*** MATERIAL FOR THIS TASK ***

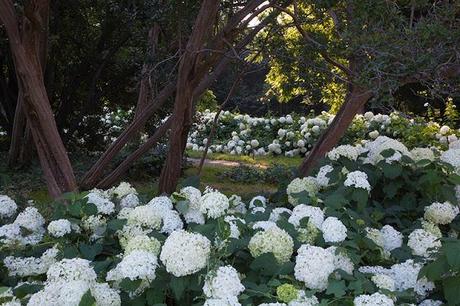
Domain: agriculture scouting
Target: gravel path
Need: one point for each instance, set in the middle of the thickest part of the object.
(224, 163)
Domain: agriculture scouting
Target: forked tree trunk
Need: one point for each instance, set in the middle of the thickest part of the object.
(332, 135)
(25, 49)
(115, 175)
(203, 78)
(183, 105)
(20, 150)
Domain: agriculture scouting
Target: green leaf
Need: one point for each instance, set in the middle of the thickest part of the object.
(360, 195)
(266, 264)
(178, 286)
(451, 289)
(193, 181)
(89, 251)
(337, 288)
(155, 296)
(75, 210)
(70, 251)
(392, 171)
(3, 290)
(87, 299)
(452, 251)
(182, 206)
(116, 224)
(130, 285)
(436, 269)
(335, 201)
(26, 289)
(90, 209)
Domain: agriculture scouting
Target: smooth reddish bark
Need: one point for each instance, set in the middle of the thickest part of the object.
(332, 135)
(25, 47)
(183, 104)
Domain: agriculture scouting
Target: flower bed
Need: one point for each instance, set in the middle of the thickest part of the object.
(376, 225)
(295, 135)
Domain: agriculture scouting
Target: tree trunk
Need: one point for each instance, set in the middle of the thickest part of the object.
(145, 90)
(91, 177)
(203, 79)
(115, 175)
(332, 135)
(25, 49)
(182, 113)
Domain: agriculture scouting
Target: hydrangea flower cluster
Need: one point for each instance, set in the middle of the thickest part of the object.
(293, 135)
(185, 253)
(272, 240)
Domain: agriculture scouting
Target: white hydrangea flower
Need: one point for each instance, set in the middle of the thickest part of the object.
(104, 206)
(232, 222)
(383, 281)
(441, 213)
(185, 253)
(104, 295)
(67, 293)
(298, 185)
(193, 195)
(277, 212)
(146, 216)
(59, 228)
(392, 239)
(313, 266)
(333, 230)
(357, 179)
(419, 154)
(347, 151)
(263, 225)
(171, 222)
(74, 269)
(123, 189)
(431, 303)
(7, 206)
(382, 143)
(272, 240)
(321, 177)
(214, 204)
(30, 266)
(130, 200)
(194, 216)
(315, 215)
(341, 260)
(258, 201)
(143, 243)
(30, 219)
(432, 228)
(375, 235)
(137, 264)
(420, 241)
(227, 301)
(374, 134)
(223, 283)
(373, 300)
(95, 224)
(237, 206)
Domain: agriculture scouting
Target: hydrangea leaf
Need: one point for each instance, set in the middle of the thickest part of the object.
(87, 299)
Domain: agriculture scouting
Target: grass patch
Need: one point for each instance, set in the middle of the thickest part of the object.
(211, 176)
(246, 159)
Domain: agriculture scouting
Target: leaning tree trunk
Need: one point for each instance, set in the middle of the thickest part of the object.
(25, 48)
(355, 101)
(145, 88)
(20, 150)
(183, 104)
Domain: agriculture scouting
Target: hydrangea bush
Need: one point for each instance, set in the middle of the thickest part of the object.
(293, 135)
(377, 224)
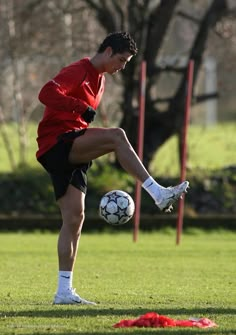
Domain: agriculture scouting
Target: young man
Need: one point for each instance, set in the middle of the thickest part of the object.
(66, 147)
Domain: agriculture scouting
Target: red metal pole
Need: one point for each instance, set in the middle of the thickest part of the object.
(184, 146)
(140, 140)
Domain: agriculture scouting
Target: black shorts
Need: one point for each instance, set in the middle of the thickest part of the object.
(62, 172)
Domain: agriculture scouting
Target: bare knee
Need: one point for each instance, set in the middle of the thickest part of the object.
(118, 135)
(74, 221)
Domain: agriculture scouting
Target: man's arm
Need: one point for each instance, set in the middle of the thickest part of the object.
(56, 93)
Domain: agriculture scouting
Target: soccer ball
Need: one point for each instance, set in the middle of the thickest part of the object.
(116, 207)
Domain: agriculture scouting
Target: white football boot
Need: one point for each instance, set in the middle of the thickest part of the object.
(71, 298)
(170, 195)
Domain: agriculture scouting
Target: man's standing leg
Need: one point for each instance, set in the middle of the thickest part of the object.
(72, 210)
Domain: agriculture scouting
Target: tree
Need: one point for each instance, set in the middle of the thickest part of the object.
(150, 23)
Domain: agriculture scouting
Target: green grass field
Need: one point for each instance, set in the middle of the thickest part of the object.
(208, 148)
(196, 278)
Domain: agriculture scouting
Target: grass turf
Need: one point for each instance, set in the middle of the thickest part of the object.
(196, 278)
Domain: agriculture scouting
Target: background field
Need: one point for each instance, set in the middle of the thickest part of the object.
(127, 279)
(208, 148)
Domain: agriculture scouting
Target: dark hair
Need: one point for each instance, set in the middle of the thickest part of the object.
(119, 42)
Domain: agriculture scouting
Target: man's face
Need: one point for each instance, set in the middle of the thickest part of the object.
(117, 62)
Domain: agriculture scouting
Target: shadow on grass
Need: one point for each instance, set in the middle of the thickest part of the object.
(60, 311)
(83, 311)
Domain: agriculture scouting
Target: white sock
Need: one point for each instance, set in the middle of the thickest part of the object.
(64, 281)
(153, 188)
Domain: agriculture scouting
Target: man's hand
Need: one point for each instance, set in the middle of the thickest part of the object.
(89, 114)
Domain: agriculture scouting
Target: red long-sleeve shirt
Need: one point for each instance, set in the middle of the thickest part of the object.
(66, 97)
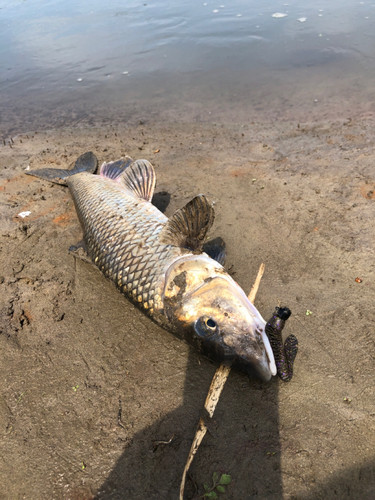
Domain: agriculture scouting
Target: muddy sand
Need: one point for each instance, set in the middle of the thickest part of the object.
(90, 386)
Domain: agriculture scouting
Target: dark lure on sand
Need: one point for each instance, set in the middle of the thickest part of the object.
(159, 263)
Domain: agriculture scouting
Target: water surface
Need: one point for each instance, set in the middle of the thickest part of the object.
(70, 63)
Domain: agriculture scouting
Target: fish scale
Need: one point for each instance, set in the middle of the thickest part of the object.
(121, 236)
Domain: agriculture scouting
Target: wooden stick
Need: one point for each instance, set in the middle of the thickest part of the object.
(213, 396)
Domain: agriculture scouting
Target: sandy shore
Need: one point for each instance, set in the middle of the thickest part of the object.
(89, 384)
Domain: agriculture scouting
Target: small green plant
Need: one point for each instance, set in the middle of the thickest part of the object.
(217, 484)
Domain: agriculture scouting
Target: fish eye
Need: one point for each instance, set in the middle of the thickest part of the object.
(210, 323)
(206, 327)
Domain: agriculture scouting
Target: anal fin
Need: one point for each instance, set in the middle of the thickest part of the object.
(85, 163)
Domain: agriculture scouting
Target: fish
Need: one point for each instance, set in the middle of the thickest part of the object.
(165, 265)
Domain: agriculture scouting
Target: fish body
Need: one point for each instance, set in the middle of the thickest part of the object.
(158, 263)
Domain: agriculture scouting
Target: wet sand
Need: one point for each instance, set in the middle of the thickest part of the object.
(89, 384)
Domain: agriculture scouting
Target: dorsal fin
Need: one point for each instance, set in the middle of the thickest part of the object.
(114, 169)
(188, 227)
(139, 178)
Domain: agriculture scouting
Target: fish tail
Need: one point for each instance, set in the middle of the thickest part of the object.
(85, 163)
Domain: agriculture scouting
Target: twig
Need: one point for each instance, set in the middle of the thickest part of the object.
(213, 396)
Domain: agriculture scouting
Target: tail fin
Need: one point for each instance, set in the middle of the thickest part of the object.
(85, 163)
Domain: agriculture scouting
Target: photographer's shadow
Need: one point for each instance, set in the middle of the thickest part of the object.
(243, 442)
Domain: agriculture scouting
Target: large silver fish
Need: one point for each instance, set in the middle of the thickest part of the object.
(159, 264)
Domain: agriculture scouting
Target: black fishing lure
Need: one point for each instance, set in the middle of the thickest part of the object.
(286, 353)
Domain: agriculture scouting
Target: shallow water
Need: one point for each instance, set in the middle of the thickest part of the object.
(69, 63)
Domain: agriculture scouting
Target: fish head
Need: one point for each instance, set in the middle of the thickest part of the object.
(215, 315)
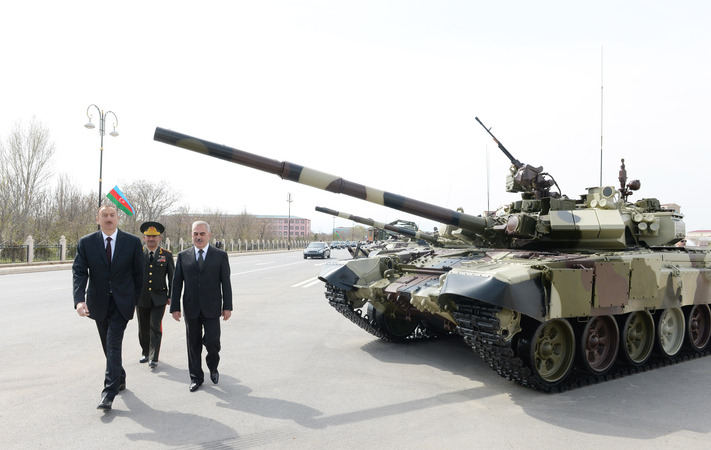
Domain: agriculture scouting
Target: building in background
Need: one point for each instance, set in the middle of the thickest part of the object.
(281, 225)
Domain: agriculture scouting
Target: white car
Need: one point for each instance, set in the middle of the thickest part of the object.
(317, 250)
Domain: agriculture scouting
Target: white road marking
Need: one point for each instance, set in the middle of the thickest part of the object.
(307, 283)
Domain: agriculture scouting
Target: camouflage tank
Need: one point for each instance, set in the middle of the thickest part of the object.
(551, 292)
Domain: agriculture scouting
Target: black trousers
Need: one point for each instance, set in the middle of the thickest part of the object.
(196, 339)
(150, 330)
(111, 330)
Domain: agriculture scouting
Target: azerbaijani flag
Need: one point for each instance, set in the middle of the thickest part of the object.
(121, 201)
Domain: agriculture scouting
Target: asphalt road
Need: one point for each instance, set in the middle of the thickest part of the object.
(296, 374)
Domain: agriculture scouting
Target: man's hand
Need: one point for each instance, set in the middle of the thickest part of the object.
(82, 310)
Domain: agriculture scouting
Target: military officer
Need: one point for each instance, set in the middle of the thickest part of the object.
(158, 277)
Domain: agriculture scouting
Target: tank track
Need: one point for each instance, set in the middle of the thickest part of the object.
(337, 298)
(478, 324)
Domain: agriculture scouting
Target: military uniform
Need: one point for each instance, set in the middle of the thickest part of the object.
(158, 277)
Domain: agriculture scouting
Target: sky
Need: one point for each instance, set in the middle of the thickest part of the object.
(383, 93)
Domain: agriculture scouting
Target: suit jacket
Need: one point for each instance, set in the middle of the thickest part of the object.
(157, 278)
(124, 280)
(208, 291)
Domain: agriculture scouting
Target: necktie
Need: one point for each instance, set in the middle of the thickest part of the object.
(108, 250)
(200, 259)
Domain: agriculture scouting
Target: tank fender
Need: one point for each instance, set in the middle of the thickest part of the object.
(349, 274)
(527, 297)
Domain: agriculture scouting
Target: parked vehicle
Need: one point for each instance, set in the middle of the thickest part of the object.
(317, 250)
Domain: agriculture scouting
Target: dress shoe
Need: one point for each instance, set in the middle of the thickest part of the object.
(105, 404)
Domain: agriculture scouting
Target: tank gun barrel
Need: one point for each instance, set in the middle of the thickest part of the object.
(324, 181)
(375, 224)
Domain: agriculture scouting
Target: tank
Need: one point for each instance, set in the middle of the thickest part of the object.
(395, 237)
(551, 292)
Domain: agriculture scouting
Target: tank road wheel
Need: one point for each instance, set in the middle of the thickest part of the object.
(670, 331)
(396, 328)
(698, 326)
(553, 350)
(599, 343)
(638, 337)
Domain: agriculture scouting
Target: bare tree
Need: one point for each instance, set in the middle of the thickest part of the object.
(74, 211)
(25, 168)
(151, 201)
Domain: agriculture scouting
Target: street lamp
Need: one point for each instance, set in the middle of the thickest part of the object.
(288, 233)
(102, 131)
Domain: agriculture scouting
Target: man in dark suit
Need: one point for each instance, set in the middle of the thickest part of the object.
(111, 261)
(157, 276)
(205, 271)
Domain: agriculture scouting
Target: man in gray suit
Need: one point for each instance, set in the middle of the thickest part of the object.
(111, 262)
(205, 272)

***

[PROBLEM DETAILS]:
How many lines in the listing above contain the word "white"? Reply with the number alone.

[FINISHED ANSWER]:
5